Koji Enokura: Documentation
4 - 29 September 2012
Taka Ishii Gallery
(Tokyo)
A member of the Mono-ha movement, Enokura (1942-95) was fascinated with photography and scrupulously documented his installations on film. This exhibition brought together prints of the photos he took of his work from 1969's Ceremony of Walking to 1976's Indefinite Field. Among them are numerous images of works that would later be deemed his masterpieces, such as Quality of Wetness and Wall, which he submitted to the 1971 Septième Biennale de Paris.
Silent @KCUA 2012
15 - 30 September 2012
Kyoto City University of Arts Gallery @KCUA
(Kyoto)
This charity auction for victims of the Tohoku earthquake and tsunami of 2011 peddled artworks contributed by students, graduates, and faculty (both active and retired) of the Kyoto City University of Arts. Held at the school's Gallery @KCUA (pronounced Aqua), this was the second such event. One of the auction's charms was that it made purchaser-friendliness a priority by requiring that donated works be postcard-size and by starting the bidding at a low 3,000 yen (US$38). Artist names were hidden, so bidders didn't know whose works they were getting until they'd sealed the deal. Part of the fun, then, was bidding for work just because you like it, without any preconceptions.
Chim Pom
22 September - 14 October 2012
Parco Museum
(Tokyo)
Currently on a roll of art-world adulation, Japan's favorite Dada-pranksters managed to score a gig at Shibuya's upscale Parco department store. Though it included works they have already shown overseas, made of garbage, exhaust gas and the like, it was the chutzpah with which the group took over this particular venue that made this show so entertaining. For example, they removed the letters P and C from the store's massive outdoor logo and moved them indoors (where they installed them in the order C-P, of course); they also recreated one of the store's boutiques and plastered it with drawings. Outside the store entrance sat a massive stuffed trash bag, which they encouraged passersby to bounce on, like a trampoline.

DATASET EXTRACT:
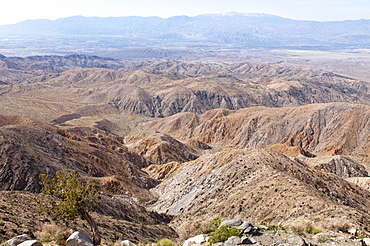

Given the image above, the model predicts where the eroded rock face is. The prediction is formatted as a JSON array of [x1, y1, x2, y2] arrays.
[[147, 103, 370, 155], [66, 231, 94, 246], [0, 114, 157, 199], [151, 148, 370, 237], [130, 134, 198, 164], [310, 156, 369, 179]]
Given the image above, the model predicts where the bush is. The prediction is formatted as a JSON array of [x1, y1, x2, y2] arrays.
[[180, 217, 222, 240], [36, 224, 71, 246], [208, 225, 242, 244]]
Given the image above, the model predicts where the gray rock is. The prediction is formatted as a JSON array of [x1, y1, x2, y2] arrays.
[[235, 221, 253, 233], [362, 238, 370, 245], [66, 231, 94, 246], [284, 235, 307, 246], [120, 240, 136, 246], [224, 236, 242, 246], [18, 240, 42, 246], [240, 236, 257, 245], [183, 234, 209, 246], [220, 220, 243, 227], [5, 234, 32, 246]]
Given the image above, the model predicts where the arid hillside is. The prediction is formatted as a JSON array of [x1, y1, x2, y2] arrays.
[[0, 116, 157, 201], [147, 148, 370, 238], [0, 59, 370, 120], [144, 103, 370, 156]]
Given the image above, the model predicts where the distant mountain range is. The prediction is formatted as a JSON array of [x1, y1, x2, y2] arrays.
[[0, 13, 370, 47]]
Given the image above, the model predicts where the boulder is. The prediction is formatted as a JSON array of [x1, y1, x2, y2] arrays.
[[240, 236, 257, 245], [120, 240, 136, 246], [362, 238, 370, 245], [284, 235, 307, 246], [182, 234, 209, 246], [5, 234, 32, 246], [224, 236, 242, 246], [66, 231, 94, 246], [220, 220, 243, 227], [18, 240, 42, 246]]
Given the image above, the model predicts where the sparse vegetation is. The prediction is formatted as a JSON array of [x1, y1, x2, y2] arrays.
[[36, 224, 71, 246], [40, 170, 101, 245], [155, 238, 176, 246], [208, 225, 241, 244]]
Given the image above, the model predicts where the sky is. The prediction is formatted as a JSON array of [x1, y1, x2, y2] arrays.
[[0, 0, 370, 25]]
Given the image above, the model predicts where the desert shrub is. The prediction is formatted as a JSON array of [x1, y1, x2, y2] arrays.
[[208, 225, 242, 244], [155, 238, 176, 246], [36, 224, 71, 246], [291, 222, 324, 235], [180, 217, 222, 240], [328, 220, 351, 232]]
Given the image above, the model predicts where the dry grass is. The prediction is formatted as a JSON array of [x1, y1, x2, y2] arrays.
[[35, 224, 73, 246]]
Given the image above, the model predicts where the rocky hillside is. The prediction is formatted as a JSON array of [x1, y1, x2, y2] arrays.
[[151, 148, 370, 238], [146, 103, 370, 156], [0, 116, 157, 201], [0, 191, 177, 245], [2, 62, 370, 121], [0, 54, 124, 84]]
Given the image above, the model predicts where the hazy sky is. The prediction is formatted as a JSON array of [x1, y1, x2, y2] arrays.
[[0, 0, 370, 25]]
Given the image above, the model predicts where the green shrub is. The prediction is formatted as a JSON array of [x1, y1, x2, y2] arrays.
[[155, 238, 176, 246], [305, 223, 324, 235], [208, 225, 242, 244]]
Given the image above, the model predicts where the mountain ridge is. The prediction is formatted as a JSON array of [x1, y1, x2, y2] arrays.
[[0, 13, 370, 47]]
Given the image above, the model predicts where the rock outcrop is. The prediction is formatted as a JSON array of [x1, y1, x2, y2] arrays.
[[151, 148, 370, 237], [146, 103, 370, 155], [66, 231, 94, 246]]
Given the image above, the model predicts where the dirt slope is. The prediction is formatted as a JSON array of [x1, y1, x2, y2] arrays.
[[152, 148, 370, 237], [145, 103, 370, 156]]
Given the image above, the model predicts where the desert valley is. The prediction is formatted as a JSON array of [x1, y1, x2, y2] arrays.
[[0, 13, 370, 246]]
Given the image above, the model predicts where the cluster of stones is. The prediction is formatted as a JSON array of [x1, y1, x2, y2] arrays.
[[182, 220, 370, 246]]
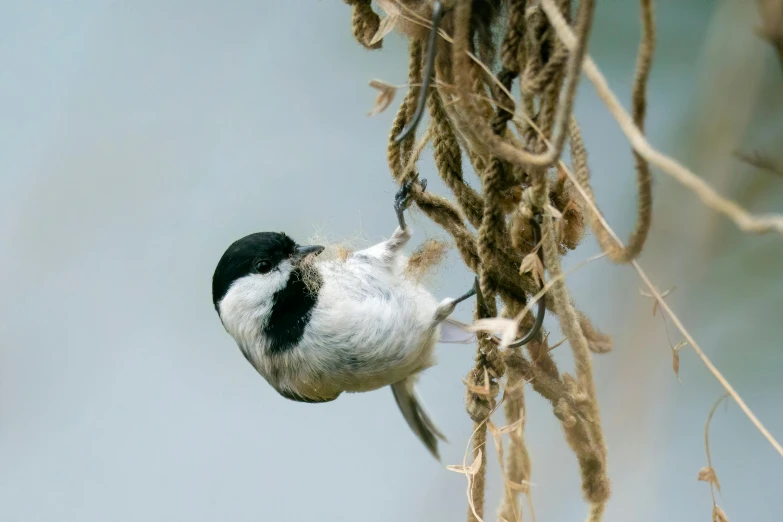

ASSIGNED TASK: Resume the roundup of 2012 Japanese art exhibitions from the point where it stops. The material has nothing to do with this.

RESULT BELOW:
Akuma no Shirushi: Illustrated Guide to Fallen Trees
27 - 30 September 2012
Kanagawa Arts Theatre
(Kanagawa)
The brainchild of enfant terrible and avowed heavy-metal fan Noriyuki Kiguchi, the theater troupe Akuma no Shirushi is named after his favorite tune, "Symptom of the Universe" by Black Sabbath (though the Japanese title actually translates as "Sign of the Devil"). Kiguchi is an architecture-school graduate, and indeed this piece at KAAT shows an architect's influence, both in staging and story. Its skewed take on the uses of buildings and its wedding/funeral format are novel, but the plot lacks punch, with episodes and references that are a bit too in-jokey. A slightly less chaotic and more universalized approach might be in order.
Marefumi Komura: New Paintings 2012
4 - 29 September 2012
Megumi Ogita Gallery
(Tokyo)
Known for the thick, intense brushwork of his portraits, Komura here places realistic figures and abstract brushstrokes at odds with each other, erasing the face and hoofs of a horse, or slashing a smear of paint across a young boy's eye. The works thus begin to take on aspects of film or video. The breadth of his expressive palette continues to grow, with motifs veering from sixties TV superheroes like Ultra Seven and the Masked Rider to images blurred by the brush in the manner of Gerhard Richter.